= Request A =
Using the passage on PID controllers below, decide whether each statement agrees with it, answering yes or no and quoting the deciding words: (i) integral action was the first improvement made to feedback controllers that had only proportional action; (ii) a P-only controller eventually drives the error all the way to zero; (iii) PID has been the de facto standard for process control since the 1960s.
= Request B =
Extend the passage on PID controllers below, picking up right after its last sentence.

Proportional-integral-derivative controllers may be ubiquitous, but they’re not perfect.
Vance VanDoren, PhD, PE for Control Engineering
Although the PID algorithm was first applied to a feedback control problem more than a century ago and has served as the de facto standard for process control since the 1940s, PID loops have seen a number of improvements over the years. Mechanical PID mechanisms have been supplanted in turn by pneumatic, electronic, and computer-based devices; and the PID calculation itself has been tweaked to provide tighter control.
Integral action or automatic reset was the first fix introduced to improve the performance of feedback controllers back when they were equipped with only proportional action. A basic “P-only” controller applies a corrective effort to the process in proportion to the difference or error between the desired setpoint and the current process variable measurement.
When the setpoint goes up or the process variable goes down, the error between them grows in the positive direction, causing a P-only controller to respond with a positive control effort that drives the process variable back up towards the setpoint. In the converse case, the error grows in the negative direction and the controller responds with a negative control effort that drives the process variable back down.
A P-only controller is intuitive and easy to implement, but it tends to reach a point of diminishing returns. As the error decreases with each new control effort, so does the next control effort. That in turn slows the rate at which the error decreases until it ceases to change altogether. Unfortunately, that steady-state error is never zero. A P-only controller always leaves the process variable slightly off the setpoint. See the “Steady-state error” graphic for a demonstration of why this happens.

= Data lines =
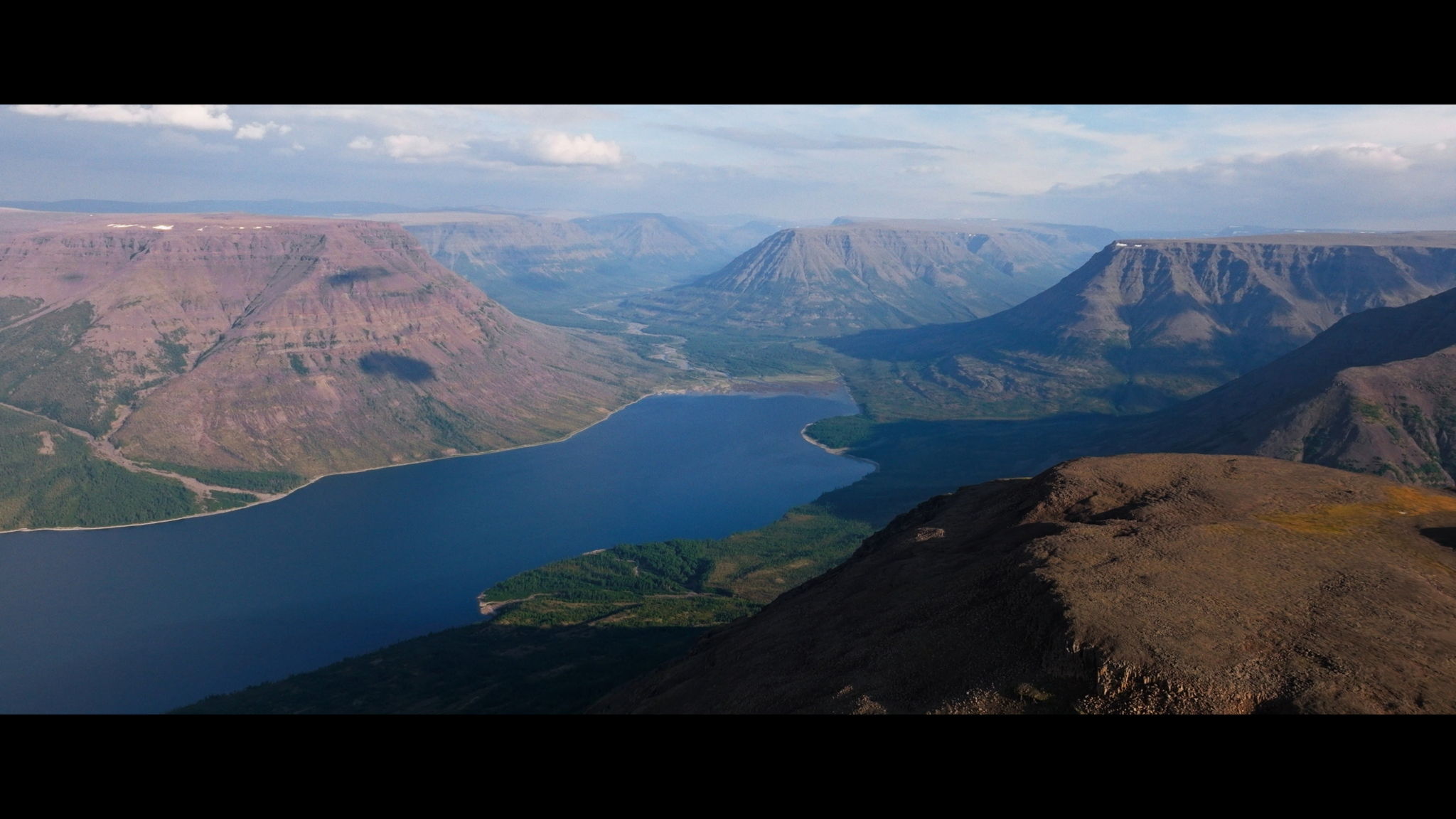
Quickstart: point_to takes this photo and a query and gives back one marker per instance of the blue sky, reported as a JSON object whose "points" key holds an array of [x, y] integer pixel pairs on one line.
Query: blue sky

= Output A =
(i) Yes: "Integral action or automatic reset was the first fix introduced to improve the performance of feedback controllers back when they were equipped with only proportional action."
(ii) No: "Unfortunately, that steady-state error is never zero."
(iii) No: "has served as the de facto standard for process control since the 1940s"

= Output B =
In this simple example of a generic control loop, a proportional-only controller with a gain of 2 drives a process with a steady-state gain of 3. That is, the controller amplifies the error by a factor of 2 to produce the control effort, and the process multiplies the control effort by a factor of 3 (and adds a few transient oscillations) to produce the process variable. If the setpoint is 70%, the process variable will end up at 60% after the transients die out. The error remains nonzero, yet the controller stops trying to reduce it any further.
Integral action operating in parallel with proportional action eliminates that steady-state error. It increases the control effort in proportion to the running total or integral of all the previous errors and continues to grow so long as any error remains. As a result, a proportional-plus-integral or “PI” controller never gives up. It continues to apply an ever-increasing control effort until the process variable reaches the setpoint.
Unfortunately, the introduction of integral action causes other problems that require their own fixes. Arguably the most significant is an increased risk of closed-loop instability where the integral action’s persistence does more harm than good. It can grow so large that it forces the process variable to overshoot the setpoint.
If the controlled process happens to be particularly sensitive to the controller’s efforts, that overshoot will cause an even larger error in the opposite direction. The controller will eventually change course in an effort to eliminate the new error but will end up driving the process variable back the other way, ending up even further from the setpoint. Eventually, the controller will start oscillating from fully on to fully off in a vain effort to reach a steady state.
The simplest solution to this problem is to reduce the amplification factor or gain by which the controller multiplies the integrated error to generate the integral action. On the other hand, reducing the integral gain risks increasing the time required for the closed-loop system to reach a steady state with zero error. Hundreds of analytical and heuristic techniques have been developed over the years to determine values for the integral and proportional gains that are just right for a particular application.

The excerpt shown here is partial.